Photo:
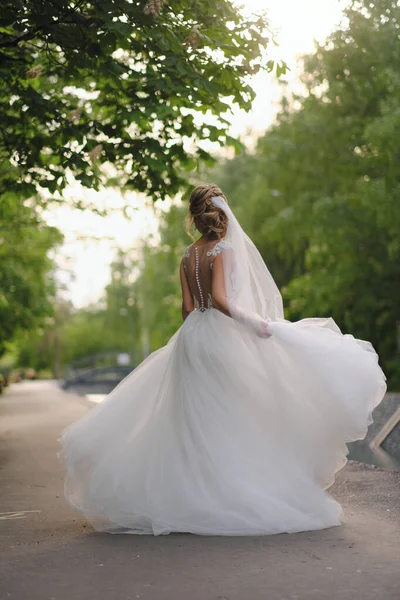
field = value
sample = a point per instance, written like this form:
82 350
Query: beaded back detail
* * * * * * * * *
__Problem to solve__:
Reprint exactly, and only, the lines running from the one containing "sample = a point" through the last line of the listing above.

__Your solution__:
sample = a point per instance, written like this form:
82 350
Query: beaded back detail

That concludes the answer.